TASK DETAILS
Copy the lines below verbatim, but only from the line containing "For every instance of the gravel surface, give" through the end of the data.

Location annotation dataset excerpts
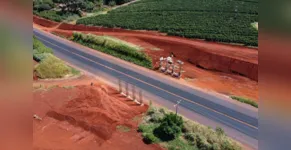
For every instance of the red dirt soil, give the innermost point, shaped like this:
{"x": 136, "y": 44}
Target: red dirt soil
{"x": 85, "y": 117}
{"x": 224, "y": 68}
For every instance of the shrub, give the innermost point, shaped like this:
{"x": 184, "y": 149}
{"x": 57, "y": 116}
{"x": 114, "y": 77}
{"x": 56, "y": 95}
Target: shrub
{"x": 216, "y": 146}
{"x": 40, "y": 57}
{"x": 149, "y": 138}
{"x": 219, "y": 131}
{"x": 226, "y": 145}
{"x": 43, "y": 7}
{"x": 151, "y": 110}
{"x": 202, "y": 142}
{"x": 112, "y": 3}
{"x": 51, "y": 15}
{"x": 170, "y": 128}
{"x": 191, "y": 137}
{"x": 40, "y": 51}
{"x": 52, "y": 67}
{"x": 156, "y": 117}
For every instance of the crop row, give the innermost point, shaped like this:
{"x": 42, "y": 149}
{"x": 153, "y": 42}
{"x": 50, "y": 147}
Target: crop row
{"x": 221, "y": 27}
{"x": 114, "y": 47}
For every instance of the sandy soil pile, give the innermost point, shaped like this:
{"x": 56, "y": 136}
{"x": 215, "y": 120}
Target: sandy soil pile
{"x": 85, "y": 117}
{"x": 94, "y": 110}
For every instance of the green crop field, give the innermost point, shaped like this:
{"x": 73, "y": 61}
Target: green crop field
{"x": 213, "y": 20}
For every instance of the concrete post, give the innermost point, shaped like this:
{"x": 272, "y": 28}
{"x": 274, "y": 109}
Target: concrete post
{"x": 133, "y": 93}
{"x": 119, "y": 86}
{"x": 140, "y": 98}
{"x": 126, "y": 89}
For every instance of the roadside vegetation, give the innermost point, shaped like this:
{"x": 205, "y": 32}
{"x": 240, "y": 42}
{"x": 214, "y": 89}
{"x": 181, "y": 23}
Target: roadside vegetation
{"x": 71, "y": 10}
{"x": 114, "y": 47}
{"x": 221, "y": 21}
{"x": 245, "y": 100}
{"x": 50, "y": 67}
{"x": 174, "y": 132}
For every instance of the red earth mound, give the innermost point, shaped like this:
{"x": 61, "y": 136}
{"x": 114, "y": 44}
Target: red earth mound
{"x": 85, "y": 117}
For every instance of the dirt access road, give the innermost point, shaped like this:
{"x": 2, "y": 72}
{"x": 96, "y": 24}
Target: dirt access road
{"x": 222, "y": 68}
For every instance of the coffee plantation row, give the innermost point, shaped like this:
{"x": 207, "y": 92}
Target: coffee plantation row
{"x": 214, "y": 20}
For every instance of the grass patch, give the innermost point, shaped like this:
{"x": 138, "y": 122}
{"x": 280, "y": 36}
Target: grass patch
{"x": 155, "y": 49}
{"x": 52, "y": 67}
{"x": 114, "y": 47}
{"x": 194, "y": 136}
{"x": 179, "y": 144}
{"x": 122, "y": 128}
{"x": 245, "y": 100}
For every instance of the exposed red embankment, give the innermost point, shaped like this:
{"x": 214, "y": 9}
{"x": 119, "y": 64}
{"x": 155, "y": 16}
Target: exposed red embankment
{"x": 224, "y": 64}
{"x": 94, "y": 110}
{"x": 85, "y": 117}
{"x": 44, "y": 22}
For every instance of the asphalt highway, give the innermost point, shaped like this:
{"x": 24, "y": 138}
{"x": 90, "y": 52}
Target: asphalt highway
{"x": 195, "y": 101}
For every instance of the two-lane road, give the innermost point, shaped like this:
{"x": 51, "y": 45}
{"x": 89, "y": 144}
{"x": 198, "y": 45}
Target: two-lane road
{"x": 214, "y": 108}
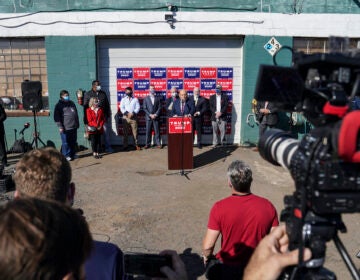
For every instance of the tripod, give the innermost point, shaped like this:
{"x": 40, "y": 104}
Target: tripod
{"x": 36, "y": 136}
{"x": 313, "y": 232}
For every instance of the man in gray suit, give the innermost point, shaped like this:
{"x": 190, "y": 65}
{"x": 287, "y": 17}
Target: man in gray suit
{"x": 152, "y": 108}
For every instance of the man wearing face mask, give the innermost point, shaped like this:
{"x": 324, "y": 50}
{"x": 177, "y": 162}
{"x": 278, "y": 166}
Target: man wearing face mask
{"x": 130, "y": 107}
{"x": 104, "y": 104}
{"x": 67, "y": 120}
{"x": 218, "y": 107}
{"x": 201, "y": 106}
{"x": 170, "y": 100}
{"x": 152, "y": 107}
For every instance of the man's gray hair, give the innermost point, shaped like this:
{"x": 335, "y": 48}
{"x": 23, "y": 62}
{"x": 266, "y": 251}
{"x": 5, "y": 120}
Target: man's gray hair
{"x": 240, "y": 176}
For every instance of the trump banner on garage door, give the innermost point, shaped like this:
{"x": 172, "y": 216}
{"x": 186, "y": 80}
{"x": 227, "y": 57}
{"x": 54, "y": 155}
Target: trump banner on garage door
{"x": 164, "y": 78}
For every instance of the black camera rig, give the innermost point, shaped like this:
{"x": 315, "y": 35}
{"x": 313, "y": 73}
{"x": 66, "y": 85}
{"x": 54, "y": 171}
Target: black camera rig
{"x": 325, "y": 163}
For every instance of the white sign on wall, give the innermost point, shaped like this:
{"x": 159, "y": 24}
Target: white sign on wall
{"x": 272, "y": 46}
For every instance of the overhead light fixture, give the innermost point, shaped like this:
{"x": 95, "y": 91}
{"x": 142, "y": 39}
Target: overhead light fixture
{"x": 171, "y": 7}
{"x": 170, "y": 20}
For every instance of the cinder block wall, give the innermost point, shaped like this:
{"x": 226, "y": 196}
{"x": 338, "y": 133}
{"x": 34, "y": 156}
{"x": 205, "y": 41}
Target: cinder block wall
{"x": 254, "y": 54}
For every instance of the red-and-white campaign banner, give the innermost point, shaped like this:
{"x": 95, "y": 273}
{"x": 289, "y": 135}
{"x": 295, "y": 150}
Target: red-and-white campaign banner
{"x": 175, "y": 72}
{"x": 121, "y": 85}
{"x": 180, "y": 125}
{"x": 208, "y": 72}
{"x": 225, "y": 83}
{"x": 141, "y": 73}
{"x": 189, "y": 84}
{"x": 159, "y": 84}
{"x": 163, "y": 78}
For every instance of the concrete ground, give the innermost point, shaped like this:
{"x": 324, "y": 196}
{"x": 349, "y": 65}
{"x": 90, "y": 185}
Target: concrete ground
{"x": 133, "y": 200}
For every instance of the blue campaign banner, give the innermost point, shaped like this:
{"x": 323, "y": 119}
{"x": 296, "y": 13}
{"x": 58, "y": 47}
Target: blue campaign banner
{"x": 124, "y": 73}
{"x": 229, "y": 94}
{"x": 141, "y": 84}
{"x": 158, "y": 73}
{"x": 161, "y": 94}
{"x": 207, "y": 84}
{"x": 225, "y": 73}
{"x": 191, "y": 72}
{"x": 179, "y": 84}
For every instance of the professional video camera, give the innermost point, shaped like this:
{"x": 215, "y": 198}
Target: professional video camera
{"x": 325, "y": 163}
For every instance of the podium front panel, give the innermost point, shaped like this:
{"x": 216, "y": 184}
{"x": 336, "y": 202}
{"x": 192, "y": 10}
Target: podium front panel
{"x": 180, "y": 143}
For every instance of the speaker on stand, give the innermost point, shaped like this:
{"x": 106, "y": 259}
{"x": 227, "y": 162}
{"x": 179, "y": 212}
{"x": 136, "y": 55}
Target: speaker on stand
{"x": 32, "y": 100}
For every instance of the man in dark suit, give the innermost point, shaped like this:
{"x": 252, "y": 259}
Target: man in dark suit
{"x": 183, "y": 106}
{"x": 152, "y": 107}
{"x": 201, "y": 106}
{"x": 3, "y": 157}
{"x": 169, "y": 102}
{"x": 218, "y": 107}
{"x": 268, "y": 118}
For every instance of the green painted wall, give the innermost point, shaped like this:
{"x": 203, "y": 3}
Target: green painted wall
{"x": 254, "y": 54}
{"x": 274, "y": 6}
{"x": 71, "y": 64}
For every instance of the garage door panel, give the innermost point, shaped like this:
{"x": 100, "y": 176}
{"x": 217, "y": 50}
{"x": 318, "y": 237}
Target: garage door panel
{"x": 171, "y": 52}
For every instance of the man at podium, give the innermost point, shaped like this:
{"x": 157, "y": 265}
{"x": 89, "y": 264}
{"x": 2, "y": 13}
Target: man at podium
{"x": 183, "y": 107}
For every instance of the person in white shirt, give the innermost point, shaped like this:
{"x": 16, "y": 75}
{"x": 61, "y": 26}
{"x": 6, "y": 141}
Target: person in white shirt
{"x": 218, "y": 106}
{"x": 130, "y": 107}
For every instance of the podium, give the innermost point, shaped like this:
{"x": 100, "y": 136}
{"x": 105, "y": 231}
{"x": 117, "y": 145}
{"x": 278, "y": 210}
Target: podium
{"x": 180, "y": 143}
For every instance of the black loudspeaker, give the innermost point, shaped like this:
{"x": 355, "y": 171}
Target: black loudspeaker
{"x": 32, "y": 95}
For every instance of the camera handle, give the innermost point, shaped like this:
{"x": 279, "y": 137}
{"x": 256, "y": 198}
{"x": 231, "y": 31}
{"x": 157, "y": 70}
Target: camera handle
{"x": 345, "y": 256}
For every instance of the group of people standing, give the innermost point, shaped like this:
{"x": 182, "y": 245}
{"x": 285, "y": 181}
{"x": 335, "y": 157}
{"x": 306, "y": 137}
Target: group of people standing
{"x": 97, "y": 113}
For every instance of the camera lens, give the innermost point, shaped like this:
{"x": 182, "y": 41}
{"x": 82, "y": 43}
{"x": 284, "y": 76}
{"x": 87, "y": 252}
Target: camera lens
{"x": 278, "y": 147}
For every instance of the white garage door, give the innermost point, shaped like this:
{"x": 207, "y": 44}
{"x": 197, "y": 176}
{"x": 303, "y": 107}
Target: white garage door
{"x": 116, "y": 53}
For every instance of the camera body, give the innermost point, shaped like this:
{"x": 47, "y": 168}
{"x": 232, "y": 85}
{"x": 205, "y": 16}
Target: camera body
{"x": 325, "y": 163}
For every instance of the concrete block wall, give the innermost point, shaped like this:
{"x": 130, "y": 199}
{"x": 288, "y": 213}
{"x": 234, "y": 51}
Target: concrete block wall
{"x": 254, "y": 54}
{"x": 273, "y": 6}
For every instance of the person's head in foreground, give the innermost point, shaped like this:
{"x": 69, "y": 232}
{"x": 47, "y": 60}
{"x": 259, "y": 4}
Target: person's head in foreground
{"x": 45, "y": 174}
{"x": 42, "y": 240}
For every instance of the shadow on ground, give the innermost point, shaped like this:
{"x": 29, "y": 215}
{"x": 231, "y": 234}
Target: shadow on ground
{"x": 213, "y": 155}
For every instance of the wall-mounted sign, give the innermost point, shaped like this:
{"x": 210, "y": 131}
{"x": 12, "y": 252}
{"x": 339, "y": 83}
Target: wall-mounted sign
{"x": 273, "y": 46}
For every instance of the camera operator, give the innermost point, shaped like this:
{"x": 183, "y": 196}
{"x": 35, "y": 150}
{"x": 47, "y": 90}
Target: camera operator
{"x": 271, "y": 256}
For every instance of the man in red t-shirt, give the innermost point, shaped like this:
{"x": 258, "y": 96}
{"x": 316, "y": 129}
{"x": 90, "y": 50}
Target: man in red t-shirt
{"x": 242, "y": 219}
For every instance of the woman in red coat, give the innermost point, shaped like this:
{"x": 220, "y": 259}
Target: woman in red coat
{"x": 96, "y": 120}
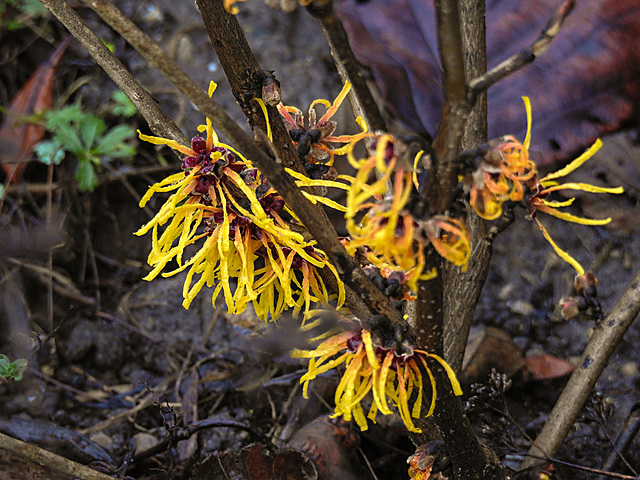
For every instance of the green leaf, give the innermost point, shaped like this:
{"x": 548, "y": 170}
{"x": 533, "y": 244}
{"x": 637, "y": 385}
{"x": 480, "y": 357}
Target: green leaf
{"x": 86, "y": 176}
{"x": 112, "y": 144}
{"x": 50, "y": 152}
{"x": 64, "y": 117}
{"x": 12, "y": 370}
{"x": 123, "y": 105}
{"x": 68, "y": 137}
{"x": 90, "y": 129}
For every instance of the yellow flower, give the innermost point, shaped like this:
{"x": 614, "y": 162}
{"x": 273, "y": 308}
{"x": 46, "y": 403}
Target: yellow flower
{"x": 387, "y": 233}
{"x": 390, "y": 370}
{"x": 537, "y": 201}
{"x": 506, "y": 171}
{"x": 503, "y": 173}
{"x": 246, "y": 247}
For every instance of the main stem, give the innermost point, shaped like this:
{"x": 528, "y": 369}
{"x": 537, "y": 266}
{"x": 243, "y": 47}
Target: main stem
{"x": 456, "y": 21}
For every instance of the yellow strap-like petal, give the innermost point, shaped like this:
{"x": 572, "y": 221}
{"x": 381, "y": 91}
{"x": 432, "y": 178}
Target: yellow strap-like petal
{"x": 590, "y": 152}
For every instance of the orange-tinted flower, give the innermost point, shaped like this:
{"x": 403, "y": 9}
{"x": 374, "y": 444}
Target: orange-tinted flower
{"x": 315, "y": 141}
{"x": 506, "y": 171}
{"x": 503, "y": 173}
{"x": 389, "y": 370}
{"x": 537, "y": 201}
{"x": 451, "y": 238}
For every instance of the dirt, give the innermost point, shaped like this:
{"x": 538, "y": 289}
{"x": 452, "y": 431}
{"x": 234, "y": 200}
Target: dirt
{"x": 118, "y": 341}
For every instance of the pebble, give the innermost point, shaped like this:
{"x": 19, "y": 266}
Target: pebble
{"x": 521, "y": 307}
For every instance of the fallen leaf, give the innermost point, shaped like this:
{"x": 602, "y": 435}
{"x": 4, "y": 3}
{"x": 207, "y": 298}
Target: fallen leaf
{"x": 18, "y": 137}
{"x": 548, "y": 367}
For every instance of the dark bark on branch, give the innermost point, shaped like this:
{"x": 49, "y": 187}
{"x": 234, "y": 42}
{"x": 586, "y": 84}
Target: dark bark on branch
{"x": 156, "y": 57}
{"x": 158, "y": 121}
{"x": 244, "y": 75}
{"x": 361, "y": 99}
{"x": 525, "y": 56}
{"x": 462, "y": 289}
{"x": 595, "y": 357}
{"x": 470, "y": 460}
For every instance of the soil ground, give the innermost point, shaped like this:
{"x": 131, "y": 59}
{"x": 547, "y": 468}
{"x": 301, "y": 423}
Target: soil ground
{"x": 120, "y": 342}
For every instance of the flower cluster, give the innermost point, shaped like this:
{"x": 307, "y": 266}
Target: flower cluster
{"x": 388, "y": 235}
{"x": 391, "y": 369}
{"x": 243, "y": 229}
{"x": 503, "y": 173}
{"x": 506, "y": 173}
{"x": 315, "y": 141}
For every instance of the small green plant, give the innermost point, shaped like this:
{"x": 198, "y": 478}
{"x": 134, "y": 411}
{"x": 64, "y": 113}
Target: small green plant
{"x": 12, "y": 370}
{"x": 85, "y": 136}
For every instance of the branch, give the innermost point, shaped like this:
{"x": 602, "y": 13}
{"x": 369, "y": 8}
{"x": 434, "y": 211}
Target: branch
{"x": 243, "y": 72}
{"x": 372, "y": 301}
{"x": 245, "y": 76}
{"x": 462, "y": 289}
{"x": 360, "y": 97}
{"x": 524, "y": 56}
{"x": 158, "y": 121}
{"x": 157, "y": 58}
{"x": 602, "y": 343}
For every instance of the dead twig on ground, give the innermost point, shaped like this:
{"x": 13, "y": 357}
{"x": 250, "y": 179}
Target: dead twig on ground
{"x": 50, "y": 460}
{"x": 595, "y": 357}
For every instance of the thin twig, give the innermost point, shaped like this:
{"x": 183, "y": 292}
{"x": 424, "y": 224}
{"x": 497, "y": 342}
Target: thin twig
{"x": 157, "y": 58}
{"x": 158, "y": 121}
{"x": 602, "y": 343}
{"x": 244, "y": 73}
{"x": 360, "y": 97}
{"x": 524, "y": 56}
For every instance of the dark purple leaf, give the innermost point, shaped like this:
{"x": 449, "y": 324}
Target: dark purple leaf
{"x": 585, "y": 85}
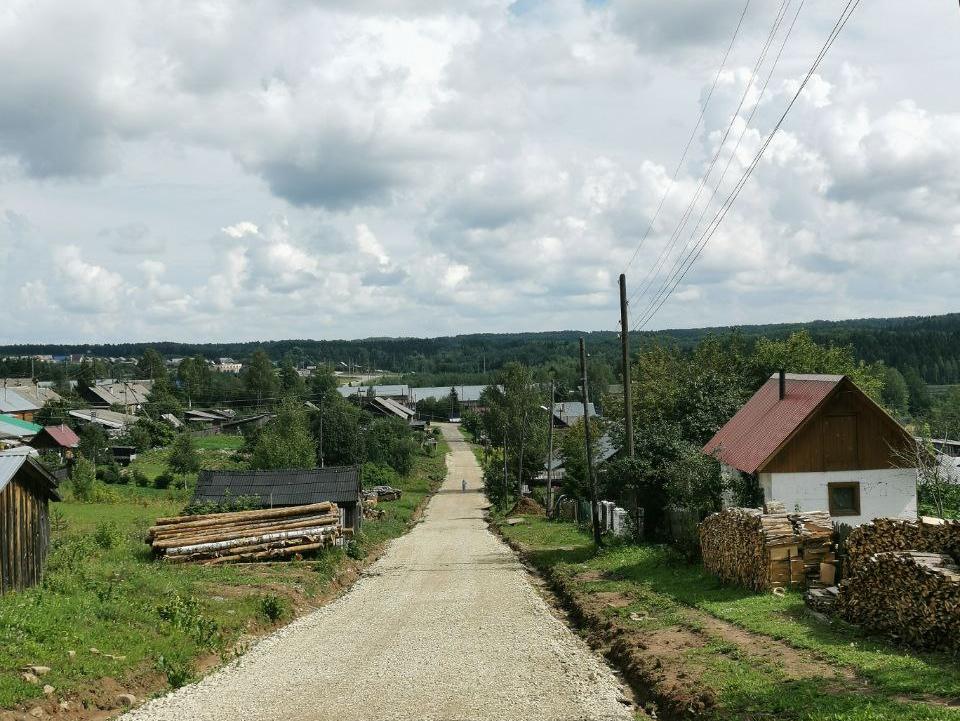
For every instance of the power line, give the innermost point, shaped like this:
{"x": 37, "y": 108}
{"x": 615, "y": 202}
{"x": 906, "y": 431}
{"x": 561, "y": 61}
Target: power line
{"x": 845, "y": 16}
{"x": 652, "y": 272}
{"x": 693, "y": 134}
{"x": 683, "y": 254}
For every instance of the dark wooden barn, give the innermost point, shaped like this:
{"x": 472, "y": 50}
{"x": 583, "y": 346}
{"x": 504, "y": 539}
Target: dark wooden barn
{"x": 26, "y": 488}
{"x": 292, "y": 487}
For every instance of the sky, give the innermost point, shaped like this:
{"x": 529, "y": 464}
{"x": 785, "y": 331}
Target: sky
{"x": 264, "y": 169}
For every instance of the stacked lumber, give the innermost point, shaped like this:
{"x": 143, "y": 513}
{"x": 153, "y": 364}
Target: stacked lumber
{"x": 911, "y": 595}
{"x": 246, "y": 535}
{"x": 815, "y": 529}
{"x": 746, "y": 547}
{"x": 893, "y": 534}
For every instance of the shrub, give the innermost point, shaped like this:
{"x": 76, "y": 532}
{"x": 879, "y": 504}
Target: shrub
{"x": 178, "y": 671}
{"x": 106, "y": 535}
{"x": 164, "y": 480}
{"x": 83, "y": 479}
{"x": 273, "y": 607}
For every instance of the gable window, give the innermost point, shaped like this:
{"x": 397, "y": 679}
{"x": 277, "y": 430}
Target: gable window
{"x": 844, "y": 498}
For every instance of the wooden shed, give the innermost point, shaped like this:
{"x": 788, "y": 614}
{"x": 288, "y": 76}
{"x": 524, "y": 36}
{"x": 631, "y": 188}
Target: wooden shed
{"x": 26, "y": 488}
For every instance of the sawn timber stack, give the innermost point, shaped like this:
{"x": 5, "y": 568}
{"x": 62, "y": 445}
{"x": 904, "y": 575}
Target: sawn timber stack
{"x": 247, "y": 535}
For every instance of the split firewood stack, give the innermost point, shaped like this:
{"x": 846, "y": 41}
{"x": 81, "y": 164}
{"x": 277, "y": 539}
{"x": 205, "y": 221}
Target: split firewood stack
{"x": 914, "y": 596}
{"x": 246, "y": 535}
{"x": 892, "y": 534}
{"x": 760, "y": 551}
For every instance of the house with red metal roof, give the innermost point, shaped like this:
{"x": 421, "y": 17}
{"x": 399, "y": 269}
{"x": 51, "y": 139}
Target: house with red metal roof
{"x": 61, "y": 439}
{"x": 817, "y": 442}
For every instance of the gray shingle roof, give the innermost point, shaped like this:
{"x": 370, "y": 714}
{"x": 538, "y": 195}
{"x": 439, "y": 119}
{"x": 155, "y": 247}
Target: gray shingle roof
{"x": 293, "y": 487}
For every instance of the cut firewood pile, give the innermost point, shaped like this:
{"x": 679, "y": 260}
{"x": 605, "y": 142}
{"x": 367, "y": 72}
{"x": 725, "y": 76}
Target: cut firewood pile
{"x": 892, "y": 534}
{"x": 246, "y": 535}
{"x": 761, "y": 551}
{"x": 912, "y": 595}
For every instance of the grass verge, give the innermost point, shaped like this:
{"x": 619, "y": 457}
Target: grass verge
{"x": 692, "y": 646}
{"x": 138, "y": 625}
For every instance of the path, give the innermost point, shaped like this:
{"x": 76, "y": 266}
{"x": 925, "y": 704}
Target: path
{"x": 445, "y": 626}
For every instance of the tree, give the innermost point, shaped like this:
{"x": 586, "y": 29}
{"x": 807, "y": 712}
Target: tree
{"x": 183, "y": 457}
{"x": 389, "y": 441}
{"x": 86, "y": 375}
{"x": 94, "y": 443}
{"x": 286, "y": 441}
{"x": 290, "y": 381}
{"x": 194, "y": 376}
{"x": 151, "y": 364}
{"x": 896, "y": 394}
{"x": 259, "y": 378}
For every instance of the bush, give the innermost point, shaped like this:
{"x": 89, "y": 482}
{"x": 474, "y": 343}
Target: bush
{"x": 178, "y": 671}
{"x": 273, "y": 607}
{"x": 106, "y": 535}
{"x": 164, "y": 480}
{"x": 83, "y": 479}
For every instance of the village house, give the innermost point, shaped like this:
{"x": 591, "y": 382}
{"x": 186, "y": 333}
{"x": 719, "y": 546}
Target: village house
{"x": 60, "y": 439}
{"x": 817, "y": 442}
{"x": 294, "y": 487}
{"x": 26, "y": 488}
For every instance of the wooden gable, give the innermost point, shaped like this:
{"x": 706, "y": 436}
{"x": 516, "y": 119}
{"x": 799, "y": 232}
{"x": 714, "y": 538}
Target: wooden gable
{"x": 847, "y": 432}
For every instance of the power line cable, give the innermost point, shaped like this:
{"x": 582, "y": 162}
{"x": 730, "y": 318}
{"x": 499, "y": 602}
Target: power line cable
{"x": 652, "y": 272}
{"x": 708, "y": 234}
{"x": 693, "y": 134}
{"x": 684, "y": 253}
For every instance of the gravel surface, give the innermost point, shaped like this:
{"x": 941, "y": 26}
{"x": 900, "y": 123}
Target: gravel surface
{"x": 446, "y": 625}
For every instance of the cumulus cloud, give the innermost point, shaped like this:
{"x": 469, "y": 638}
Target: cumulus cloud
{"x": 312, "y": 169}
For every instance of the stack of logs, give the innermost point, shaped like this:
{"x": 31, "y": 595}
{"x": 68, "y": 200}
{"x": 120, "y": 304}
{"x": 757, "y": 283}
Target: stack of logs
{"x": 911, "y": 595}
{"x": 747, "y": 547}
{"x": 903, "y": 579}
{"x": 246, "y": 535}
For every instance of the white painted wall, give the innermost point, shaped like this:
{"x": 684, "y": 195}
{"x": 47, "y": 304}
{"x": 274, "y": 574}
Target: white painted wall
{"x": 884, "y": 493}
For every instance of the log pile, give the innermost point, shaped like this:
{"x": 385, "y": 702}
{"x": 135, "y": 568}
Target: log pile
{"x": 912, "y": 595}
{"x": 892, "y": 534}
{"x": 760, "y": 551}
{"x": 246, "y": 535}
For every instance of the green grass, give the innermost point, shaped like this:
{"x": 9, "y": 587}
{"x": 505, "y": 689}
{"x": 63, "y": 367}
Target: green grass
{"x": 662, "y": 589}
{"x": 103, "y": 590}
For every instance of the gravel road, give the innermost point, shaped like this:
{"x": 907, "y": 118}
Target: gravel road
{"x": 446, "y": 625}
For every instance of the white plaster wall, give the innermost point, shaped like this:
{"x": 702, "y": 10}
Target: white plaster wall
{"x": 885, "y": 493}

WRITTEN SOLUTION
For every instance of the gravel surface, give the innermost point, shaped like this:
{"x": 941, "y": 26}
{"x": 900, "y": 123}
Target: gravel surface
{"x": 446, "y": 625}
For every instance of the cumulus cloud, give the innermost point, shaped like this:
{"x": 469, "y": 638}
Target: cumulus cloud
{"x": 312, "y": 169}
For every instance of the stack of logs, give the innermost point, shaped like this:
{"x": 31, "y": 595}
{"x": 68, "y": 200}
{"x": 120, "y": 304}
{"x": 757, "y": 283}
Target: stack of logs
{"x": 911, "y": 595}
{"x": 747, "y": 547}
{"x": 903, "y": 579}
{"x": 246, "y": 535}
For every instance of the white painted wall, give the innermost point, shaped like this:
{"x": 684, "y": 195}
{"x": 47, "y": 304}
{"x": 274, "y": 574}
Target: white painted wall
{"x": 884, "y": 493}
For every instance of the log pile, give the innermost point, shaped like this:
{"x": 385, "y": 702}
{"x": 135, "y": 568}
Target: log pile
{"x": 912, "y": 595}
{"x": 892, "y": 534}
{"x": 760, "y": 551}
{"x": 246, "y": 535}
For every instance of the green grass, give the innermost point, shaped like this:
{"x": 9, "y": 587}
{"x": 505, "y": 689}
{"x": 63, "y": 367}
Target: green grass
{"x": 662, "y": 589}
{"x": 103, "y": 590}
For every instance of the gravel road, give the innermost point, shaped like this:
{"x": 907, "y": 118}
Target: gravel road
{"x": 446, "y": 625}
For every instance of the white plaster wall, give the innermost point, shaped like this:
{"x": 702, "y": 10}
Target: white plaster wall
{"x": 885, "y": 493}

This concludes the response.